Exercise:
Beginning with the line that contains "Draw the outline of every instance of the white" and ending with the line that contains "Draw the outline of every instance of the dishwasher", reproduce the lines of the entries below exactly, omitting pictures.

Data for processing:
┄┄┄┄┄┄┄┄┄┄
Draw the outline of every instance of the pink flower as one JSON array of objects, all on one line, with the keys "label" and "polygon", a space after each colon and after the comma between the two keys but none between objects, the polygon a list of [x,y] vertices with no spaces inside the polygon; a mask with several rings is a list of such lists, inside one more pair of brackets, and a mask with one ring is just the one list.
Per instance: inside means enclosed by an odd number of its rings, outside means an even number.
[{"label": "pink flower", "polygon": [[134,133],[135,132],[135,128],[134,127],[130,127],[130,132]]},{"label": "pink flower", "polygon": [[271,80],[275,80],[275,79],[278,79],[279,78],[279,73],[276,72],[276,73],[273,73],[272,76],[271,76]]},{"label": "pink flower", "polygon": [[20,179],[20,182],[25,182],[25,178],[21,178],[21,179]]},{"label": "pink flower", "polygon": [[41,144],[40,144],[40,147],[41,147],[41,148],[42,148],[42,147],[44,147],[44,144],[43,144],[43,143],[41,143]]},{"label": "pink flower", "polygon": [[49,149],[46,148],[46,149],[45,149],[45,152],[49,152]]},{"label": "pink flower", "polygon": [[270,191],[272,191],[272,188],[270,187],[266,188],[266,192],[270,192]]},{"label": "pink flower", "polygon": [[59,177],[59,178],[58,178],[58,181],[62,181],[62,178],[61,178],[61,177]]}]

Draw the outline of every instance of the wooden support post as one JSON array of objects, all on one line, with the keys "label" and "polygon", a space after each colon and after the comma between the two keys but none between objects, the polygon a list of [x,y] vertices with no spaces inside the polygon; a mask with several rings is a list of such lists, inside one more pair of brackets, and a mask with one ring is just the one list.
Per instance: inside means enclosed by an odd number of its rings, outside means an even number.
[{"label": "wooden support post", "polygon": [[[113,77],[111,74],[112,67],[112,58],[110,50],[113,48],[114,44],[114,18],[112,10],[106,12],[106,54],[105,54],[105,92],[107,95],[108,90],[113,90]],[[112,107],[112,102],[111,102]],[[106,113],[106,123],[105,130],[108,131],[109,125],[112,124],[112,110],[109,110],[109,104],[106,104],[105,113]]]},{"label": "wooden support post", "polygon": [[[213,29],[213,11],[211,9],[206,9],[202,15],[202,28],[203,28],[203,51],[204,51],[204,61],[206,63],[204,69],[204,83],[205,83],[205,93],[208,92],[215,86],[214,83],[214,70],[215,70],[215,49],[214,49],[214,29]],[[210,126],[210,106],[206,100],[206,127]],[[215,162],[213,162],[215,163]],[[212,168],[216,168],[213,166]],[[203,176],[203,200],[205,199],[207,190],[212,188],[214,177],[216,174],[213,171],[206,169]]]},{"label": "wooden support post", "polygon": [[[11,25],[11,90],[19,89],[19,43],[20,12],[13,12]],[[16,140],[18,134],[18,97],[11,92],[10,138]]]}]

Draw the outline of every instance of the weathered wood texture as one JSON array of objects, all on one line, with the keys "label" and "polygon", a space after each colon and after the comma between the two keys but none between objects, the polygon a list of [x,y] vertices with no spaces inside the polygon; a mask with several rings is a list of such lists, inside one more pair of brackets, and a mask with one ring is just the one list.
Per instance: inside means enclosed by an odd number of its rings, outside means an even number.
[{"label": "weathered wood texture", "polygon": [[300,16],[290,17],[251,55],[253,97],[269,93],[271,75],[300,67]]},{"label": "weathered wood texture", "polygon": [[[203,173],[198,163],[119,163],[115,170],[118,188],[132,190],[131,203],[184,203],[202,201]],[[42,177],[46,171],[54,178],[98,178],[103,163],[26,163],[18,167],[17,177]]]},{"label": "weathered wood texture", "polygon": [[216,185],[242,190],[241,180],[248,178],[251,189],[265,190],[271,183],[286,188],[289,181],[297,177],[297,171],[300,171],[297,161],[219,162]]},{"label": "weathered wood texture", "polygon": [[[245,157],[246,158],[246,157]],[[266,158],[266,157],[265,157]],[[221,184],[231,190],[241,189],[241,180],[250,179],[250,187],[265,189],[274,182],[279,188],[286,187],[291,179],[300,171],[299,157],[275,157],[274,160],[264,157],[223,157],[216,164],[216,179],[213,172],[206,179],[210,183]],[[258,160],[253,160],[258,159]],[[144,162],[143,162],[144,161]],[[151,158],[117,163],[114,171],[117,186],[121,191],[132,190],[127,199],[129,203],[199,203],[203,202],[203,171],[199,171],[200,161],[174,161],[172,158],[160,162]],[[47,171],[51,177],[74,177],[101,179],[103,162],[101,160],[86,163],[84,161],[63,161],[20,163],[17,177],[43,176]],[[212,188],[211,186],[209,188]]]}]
┄┄┄┄┄┄┄┄┄┄
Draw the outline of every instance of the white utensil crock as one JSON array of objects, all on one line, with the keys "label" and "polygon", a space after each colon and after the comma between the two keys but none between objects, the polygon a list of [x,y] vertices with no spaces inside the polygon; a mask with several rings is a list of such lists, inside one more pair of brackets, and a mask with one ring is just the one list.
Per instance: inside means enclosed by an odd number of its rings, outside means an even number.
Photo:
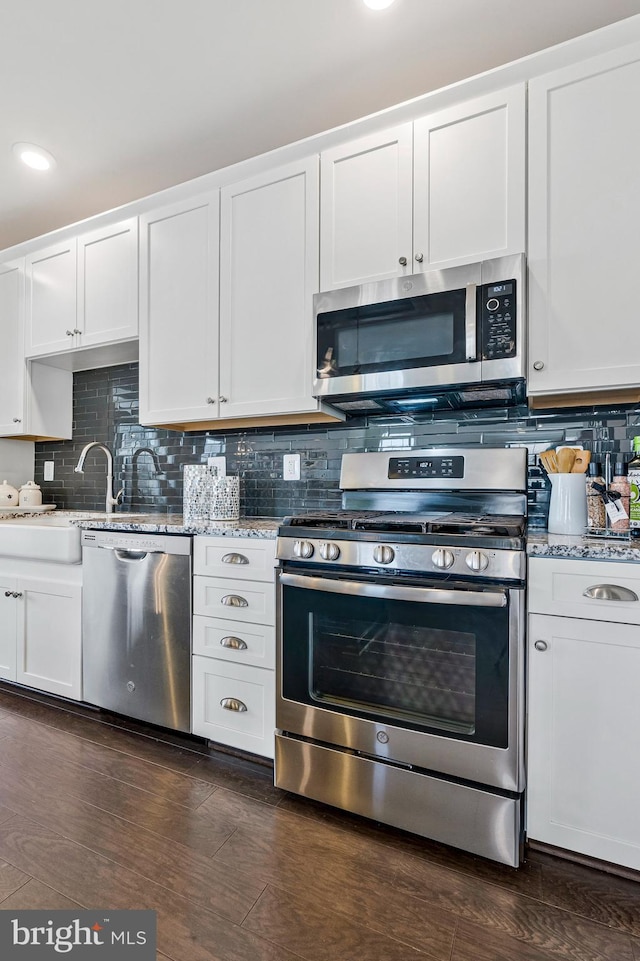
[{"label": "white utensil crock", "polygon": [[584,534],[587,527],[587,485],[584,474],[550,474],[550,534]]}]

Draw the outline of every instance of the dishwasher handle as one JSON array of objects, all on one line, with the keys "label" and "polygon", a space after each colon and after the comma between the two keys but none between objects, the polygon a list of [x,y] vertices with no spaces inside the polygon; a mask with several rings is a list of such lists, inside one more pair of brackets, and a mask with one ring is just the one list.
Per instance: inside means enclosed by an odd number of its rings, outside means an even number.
┄┄┄┄┄┄┄┄┄┄
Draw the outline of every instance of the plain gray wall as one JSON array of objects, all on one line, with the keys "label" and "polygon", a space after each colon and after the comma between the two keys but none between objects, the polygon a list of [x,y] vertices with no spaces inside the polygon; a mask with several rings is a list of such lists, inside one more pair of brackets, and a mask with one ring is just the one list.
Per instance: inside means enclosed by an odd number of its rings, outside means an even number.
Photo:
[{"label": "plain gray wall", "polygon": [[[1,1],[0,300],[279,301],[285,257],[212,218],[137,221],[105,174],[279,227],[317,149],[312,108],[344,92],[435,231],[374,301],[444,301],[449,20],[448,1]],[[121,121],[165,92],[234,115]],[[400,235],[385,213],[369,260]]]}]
┄┄┄┄┄┄┄┄┄┄
Expected answer:
Draw the outline of every instance of the white utensil crock as one JSON array of objects, all on one line, with the keys "label" and "polygon", a space after each colon and after the comma between the two keys but none between objects, the polygon a list of [x,y] vertices with no spaces inside the polygon; a mask with several rings is a list of such lists, inside one more pair of brackets, and a mask with one ring is just the one list.
Per instance: inside means enclosed by an odd number of its rings, outside means an even number.
Photo:
[{"label": "white utensil crock", "polygon": [[584,534],[587,527],[587,485],[584,474],[550,474],[550,534]]}]

Draw the outline of every instance of the dishwasher handle as one JSON array of objects, all on one line, with the keys "label" and "polygon", a space after each colon and after the comma between the two keys but none between objects, the polygon a list of [x,y] vertices with no spaces inside the polygon; a mask with several rings is a list of such lists, inside one more pair of brackets, and a mask with one ring is just the one list.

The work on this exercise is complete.